> **GIVEN INSTRUCTION**
Answer from the A+ forum thread:
(a) In what months and year did Jason pass the test?
(b) What two things did Jason say to get familiar with?
(c) Which website did Doonz say to go to and search for A+?

> **QUOTED TEXT**
══════════════════════════════
# Any A+ Suggestions?



## GIT (Apr 18, 2002)

:compute: I have been using computers for years, so I am fairly experienced with the Windows environment and I know a little about hardware, such as motherboards CPU's and RAM. 

:trnsfrm:

But now its time to transform into a lean mean tech machine. I wanted to start with the A+ certification.

Any suggestions on what to study?

Or any ways to save money on testing and study materials?


----------



## Jason (Dec 30, 2001)

I was thinking of selling a training CD I got with my school books. I was going to include the flash cards I used back in 2000. 

Get familar with laser printers and acronyms.


----------



## GIT (Apr 18, 2002)

How long did it take to study for the exam and did you already have a great deal of knowledge working with computers?


----------



## GIT (Apr 18, 2002)

Is it an actual person teaching on the cd because I think I understand and comprehend more of what I am learning from a live person. Rather than on my own out of a book


----------



## Jason (Dec 30, 2001)

I started as a bench tech back in early '98. In June or July of 2000 I passed the test. As for the cd couldn't tell ya. I haven't even opened it yet. Rumor has it though tech is pulling questions off of it so I may open it. I was thinking about making a kit and putting it on E-bay. I should have a Audio CD too. Great for putting you to sleep. Sorry, but the guy on it has a mono-tone voice.


----------



## Doonz (Jun 13, 2002)

www.brainbuzz.com

Sybex cd's

and lots of plaing around...get some junkers to "destroy"

got to www.dogpile.com and put in A+ youll find more thant enough to pass the test


----------



## GIT (Apr 18, 2002)

*that is [email protected]#$%*

Just kidding!  But I couldn't find anything on the website. "Brainbuzz had everything and best of all it was free" I think that website a will help me a great deal. It had practice exams, and excellent study guides. Thanks!:thmbup:


----------



## Doonz (Jun 13, 2002)

like any other search engines it all matters what you put into the search engine.....

try diffrent words.... A+ will get diffrent results then A+ certification and both will get diffrent results from "A+Certification"


----------
══════════════════════════════
> **SUPPLIED ENTRIES**
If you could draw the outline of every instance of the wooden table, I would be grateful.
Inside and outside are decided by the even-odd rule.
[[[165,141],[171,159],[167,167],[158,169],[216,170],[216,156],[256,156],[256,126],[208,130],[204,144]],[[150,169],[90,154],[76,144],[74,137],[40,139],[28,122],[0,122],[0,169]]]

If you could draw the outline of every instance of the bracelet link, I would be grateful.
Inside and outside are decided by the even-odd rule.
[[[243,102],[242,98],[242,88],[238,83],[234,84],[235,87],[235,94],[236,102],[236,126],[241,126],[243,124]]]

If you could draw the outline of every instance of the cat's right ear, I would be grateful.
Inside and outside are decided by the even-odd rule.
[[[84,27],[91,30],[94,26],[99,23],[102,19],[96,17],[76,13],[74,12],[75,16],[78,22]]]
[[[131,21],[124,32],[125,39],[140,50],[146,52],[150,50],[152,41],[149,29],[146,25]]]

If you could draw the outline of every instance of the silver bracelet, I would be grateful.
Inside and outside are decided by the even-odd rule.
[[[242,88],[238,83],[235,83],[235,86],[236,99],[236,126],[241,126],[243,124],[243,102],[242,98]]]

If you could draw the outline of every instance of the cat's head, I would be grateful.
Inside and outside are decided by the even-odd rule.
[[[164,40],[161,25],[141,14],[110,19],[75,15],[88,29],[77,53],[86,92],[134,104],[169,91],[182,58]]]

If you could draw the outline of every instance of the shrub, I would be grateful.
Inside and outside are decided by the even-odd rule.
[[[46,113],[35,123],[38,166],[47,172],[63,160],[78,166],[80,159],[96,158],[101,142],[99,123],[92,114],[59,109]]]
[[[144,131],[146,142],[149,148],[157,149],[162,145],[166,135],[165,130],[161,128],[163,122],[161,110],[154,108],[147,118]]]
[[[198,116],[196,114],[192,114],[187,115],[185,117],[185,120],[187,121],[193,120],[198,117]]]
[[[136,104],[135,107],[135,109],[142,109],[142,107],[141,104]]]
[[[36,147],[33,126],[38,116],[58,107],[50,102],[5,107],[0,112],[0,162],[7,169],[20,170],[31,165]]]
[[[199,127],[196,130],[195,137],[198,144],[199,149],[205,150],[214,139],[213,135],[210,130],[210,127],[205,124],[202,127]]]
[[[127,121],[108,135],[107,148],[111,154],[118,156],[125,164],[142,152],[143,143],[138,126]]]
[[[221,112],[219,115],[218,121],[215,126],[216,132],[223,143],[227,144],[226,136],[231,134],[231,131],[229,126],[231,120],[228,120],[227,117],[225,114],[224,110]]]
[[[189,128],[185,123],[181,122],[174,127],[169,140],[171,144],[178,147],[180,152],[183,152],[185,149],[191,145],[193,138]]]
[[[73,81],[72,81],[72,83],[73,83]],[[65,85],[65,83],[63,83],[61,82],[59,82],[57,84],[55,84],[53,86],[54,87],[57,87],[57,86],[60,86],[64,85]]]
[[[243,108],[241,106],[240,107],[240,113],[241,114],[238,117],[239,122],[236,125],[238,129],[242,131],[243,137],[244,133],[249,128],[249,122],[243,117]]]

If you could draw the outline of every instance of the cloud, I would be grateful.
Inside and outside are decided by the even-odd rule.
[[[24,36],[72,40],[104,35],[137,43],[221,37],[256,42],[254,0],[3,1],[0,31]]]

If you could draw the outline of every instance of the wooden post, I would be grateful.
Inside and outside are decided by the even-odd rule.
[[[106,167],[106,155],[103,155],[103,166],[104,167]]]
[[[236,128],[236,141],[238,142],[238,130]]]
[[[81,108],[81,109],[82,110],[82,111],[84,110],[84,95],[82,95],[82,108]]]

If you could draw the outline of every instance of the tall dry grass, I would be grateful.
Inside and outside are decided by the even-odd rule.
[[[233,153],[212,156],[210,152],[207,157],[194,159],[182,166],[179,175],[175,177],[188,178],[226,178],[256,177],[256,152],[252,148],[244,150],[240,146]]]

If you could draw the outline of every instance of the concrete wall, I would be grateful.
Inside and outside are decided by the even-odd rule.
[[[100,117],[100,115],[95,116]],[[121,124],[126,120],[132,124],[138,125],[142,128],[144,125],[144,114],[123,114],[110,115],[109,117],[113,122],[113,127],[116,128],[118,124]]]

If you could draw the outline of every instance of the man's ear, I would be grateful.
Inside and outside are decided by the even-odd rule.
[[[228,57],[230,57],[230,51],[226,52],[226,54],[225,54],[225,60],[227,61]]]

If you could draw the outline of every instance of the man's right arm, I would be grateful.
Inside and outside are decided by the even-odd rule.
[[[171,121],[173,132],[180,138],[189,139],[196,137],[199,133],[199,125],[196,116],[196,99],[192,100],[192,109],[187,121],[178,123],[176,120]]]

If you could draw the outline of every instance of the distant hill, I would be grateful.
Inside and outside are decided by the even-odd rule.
══════════════════════════════
> **EXERCISE SOLUTION**
(a) June or July of 2000
(b) Laser printers and acronyms
(c) www.dogpile.com